**What the task asks**: Format the rows below as a two-column CSV with the header columns "prompt" and "points", one line for each row. Put each row's text and its answer in a single quoted field apiece, with any line breaks replaced by spaces.

* Begin Record list *

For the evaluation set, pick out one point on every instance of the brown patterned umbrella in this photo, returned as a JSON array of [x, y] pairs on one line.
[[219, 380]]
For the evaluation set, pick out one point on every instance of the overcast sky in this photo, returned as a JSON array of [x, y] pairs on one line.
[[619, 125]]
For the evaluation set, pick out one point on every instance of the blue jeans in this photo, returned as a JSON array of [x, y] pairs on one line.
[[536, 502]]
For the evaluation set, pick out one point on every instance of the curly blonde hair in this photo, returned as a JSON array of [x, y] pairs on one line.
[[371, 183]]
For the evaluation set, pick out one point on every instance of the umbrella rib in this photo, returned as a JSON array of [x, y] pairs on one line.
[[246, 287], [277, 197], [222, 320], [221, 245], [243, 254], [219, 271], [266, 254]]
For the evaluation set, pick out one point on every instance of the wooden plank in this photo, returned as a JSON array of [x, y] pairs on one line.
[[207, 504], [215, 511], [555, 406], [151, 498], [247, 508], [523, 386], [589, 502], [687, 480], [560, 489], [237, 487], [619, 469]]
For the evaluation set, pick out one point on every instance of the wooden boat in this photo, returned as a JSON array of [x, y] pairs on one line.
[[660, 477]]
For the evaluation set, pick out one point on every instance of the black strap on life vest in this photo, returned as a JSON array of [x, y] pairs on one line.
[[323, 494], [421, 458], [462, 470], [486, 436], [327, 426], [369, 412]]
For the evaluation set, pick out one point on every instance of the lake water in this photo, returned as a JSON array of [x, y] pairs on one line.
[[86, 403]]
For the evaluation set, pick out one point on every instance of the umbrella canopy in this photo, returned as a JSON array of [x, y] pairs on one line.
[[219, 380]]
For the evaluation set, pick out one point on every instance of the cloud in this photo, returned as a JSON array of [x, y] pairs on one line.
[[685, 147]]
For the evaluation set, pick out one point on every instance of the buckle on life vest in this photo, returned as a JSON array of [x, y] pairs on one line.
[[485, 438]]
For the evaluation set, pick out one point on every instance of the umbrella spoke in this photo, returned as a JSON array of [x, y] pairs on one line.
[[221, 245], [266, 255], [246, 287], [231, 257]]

* End Record list *

**Worked solution**:
prompt,points
"For the evaluation set, pick out one point on every instance of the brown patterned umbrella in this photo, returned as a JSON array of [x, y] pairs on one line.","[[219, 380]]"
"For the evaluation set, pick out one point on every instance of the overcast sky in this photo, returned as a JSON array of [x, y] pairs on one line.","[[619, 125]]"
"For the evaluation set, pick out one point on every instance of the blue jeans in this photo, returned as a JSON array of [x, y] pairs on one line.","[[536, 502]]"
"For the evaluation set, pick out one point on every instance of the curly blonde hair in this photo, returned as a JSON array of [x, y] pairs on one line.","[[371, 183]]"
"For the evaluation set, pick out one point on every instance of the umbrella rib in this photo, returned as a JSON array of [x, y] pairs on one line.","[[246, 287], [277, 197], [222, 320], [221, 245], [243, 254], [219, 271], [266, 254]]"
"For the evaluation set, pick out one point on every instance of the wooden plank in this photo, returned as a JSON array of [x, y] pairs on one line.","[[207, 504], [215, 511], [555, 406], [151, 498], [247, 508], [523, 386], [589, 502], [687, 480], [560, 489], [237, 487], [619, 469]]"
"For the evaluation set, pick out one point on every instance of the wooden boat in this photo, returned as a JSON array of [x, y] pairs on one line.","[[660, 477]]"
"For the evaluation set, pick out one point on every instance of the black strap on life vest in this photo, returned as a JSON array of [x, y] pairs on one line.","[[323, 494], [421, 458], [462, 470], [486, 436], [327, 426], [369, 412]]"
"For the evaluation set, pick out one point on every instance of the lake water in this photo, returned as a JSON array of [x, y] pairs on one line.","[[86, 403]]"
"For the evaluation set, pick out one point on every instance of the umbrella canopy in this photo, returned as a JSON array of [x, y] pairs on one line.","[[219, 380]]"
"For the evaluation set, pick out one point on every instance of the cloud in this photo, returned as a JSON array of [x, y] pairs on one line.","[[685, 147]]"
"For the evaluation set, pick out one point on every instance of the buckle on life vest in this photo, returned as a JSON array of [x, y] pairs on one line.","[[485, 438]]"
"For the evaluation set, pick out one point on every instance of the umbrella spoke in this photo, returned as a JSON array of [x, y] pairs on one line.","[[221, 245], [266, 255], [246, 287], [231, 257]]"